#### TEXT SECTION
For example, the "Ministry of Truth" refers to ideological departments, such as the Cyberspace Affairs Commission and the Propaganda Department. When you read about the Ministry of Truth in 1984, you'll see that George Orwell essentially described the work of these departments. Or take "Zhao family member," a phrase that appeared online in the past two years that really gets at the essence of aristocratic politics; since this phrase has come to be, anyone who uses "Zhao family member" or "Zhao country" brings up all of its connotations, including the taunt directed at "fifty centers" and "little pinks": "You are not worthy of the surname Zhao!" After a while, if we find that even more people are using a term, it also becomes a column title.
########
#### MATERIAL PROVIDED
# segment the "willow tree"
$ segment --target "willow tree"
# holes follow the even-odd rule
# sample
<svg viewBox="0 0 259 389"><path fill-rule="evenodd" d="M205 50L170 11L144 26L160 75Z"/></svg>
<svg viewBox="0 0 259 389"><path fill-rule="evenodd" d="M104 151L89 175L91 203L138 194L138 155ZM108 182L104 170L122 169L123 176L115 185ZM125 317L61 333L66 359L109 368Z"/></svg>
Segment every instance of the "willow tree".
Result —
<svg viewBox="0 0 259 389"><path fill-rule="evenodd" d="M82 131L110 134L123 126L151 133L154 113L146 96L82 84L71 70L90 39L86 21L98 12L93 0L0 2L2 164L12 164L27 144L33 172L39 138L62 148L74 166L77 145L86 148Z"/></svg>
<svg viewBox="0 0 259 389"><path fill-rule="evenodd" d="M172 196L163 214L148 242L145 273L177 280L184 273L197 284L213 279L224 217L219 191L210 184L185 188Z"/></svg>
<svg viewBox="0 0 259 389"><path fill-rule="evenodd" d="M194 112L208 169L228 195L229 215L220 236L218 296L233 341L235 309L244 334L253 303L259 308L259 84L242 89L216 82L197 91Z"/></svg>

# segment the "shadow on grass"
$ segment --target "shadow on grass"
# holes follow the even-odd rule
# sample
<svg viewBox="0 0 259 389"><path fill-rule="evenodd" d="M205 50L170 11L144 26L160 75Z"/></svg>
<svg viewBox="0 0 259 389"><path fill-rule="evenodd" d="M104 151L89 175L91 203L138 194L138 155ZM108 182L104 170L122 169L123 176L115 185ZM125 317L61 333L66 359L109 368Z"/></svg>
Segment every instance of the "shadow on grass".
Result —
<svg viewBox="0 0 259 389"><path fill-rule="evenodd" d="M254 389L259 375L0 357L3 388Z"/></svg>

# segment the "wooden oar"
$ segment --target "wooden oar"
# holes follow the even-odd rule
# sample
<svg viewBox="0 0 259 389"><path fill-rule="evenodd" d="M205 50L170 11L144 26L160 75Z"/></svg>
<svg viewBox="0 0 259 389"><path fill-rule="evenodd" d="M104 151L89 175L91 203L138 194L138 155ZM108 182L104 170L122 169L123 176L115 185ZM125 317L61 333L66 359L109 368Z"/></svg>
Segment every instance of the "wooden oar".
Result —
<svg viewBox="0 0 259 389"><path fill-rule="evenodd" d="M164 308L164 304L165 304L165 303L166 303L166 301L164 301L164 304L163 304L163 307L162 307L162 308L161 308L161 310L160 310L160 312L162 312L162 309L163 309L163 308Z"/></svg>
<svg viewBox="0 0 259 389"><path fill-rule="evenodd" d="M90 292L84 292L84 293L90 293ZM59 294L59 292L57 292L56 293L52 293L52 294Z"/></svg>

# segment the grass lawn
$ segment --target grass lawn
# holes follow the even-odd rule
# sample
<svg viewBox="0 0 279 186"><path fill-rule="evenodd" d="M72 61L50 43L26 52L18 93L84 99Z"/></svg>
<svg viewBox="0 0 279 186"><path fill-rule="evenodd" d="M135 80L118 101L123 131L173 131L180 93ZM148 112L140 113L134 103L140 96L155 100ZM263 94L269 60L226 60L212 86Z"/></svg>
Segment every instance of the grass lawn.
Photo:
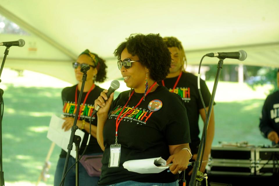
########
## GIVEN REQUEST 1
In the passage on coded political terms, what does the "Ministry of Truth" refer to?
## GIVEN REQUEST 2
Please carry on the passage on coded political terms, picking up after its last sentence.
The listing is separate material, unrelated to the passage on coded political terms.

## EXERCISE RESPONSE 1
Ideological departments, such as the Cyberspace Affairs Commission and the Propaganda Department.

## EXERCISE RESPONSE 2
Actually, for any given phenomenon, there may be hundreds of different ways of referring to it. But one among them will be more prevalent, and in general it's the most apt. These sayings aren't created in the academy, but are instead the natural sediment from the practice of language. "Hot words" often emerge from one or another "online event." As a platform that continuously tracks and sorts through [China's online world], we try our best to pin down and define these terms. The result of this effort has also become one of our methods of organizing information. We don't decide in advance. The column takes shape as we take note of a rising word's emergence and form. These aren't abstract terms. You can see them, feel them, read them. CDT has actually put together a "history of discourse" based on our reporting on these events. With the additional organization of China Digital Space, we do our best to preserve and present the essence of this discourse. It's resistance discourse, and it's censorship and suppression, and it's also a survey and analysis of online public opinion and the formation of popular will.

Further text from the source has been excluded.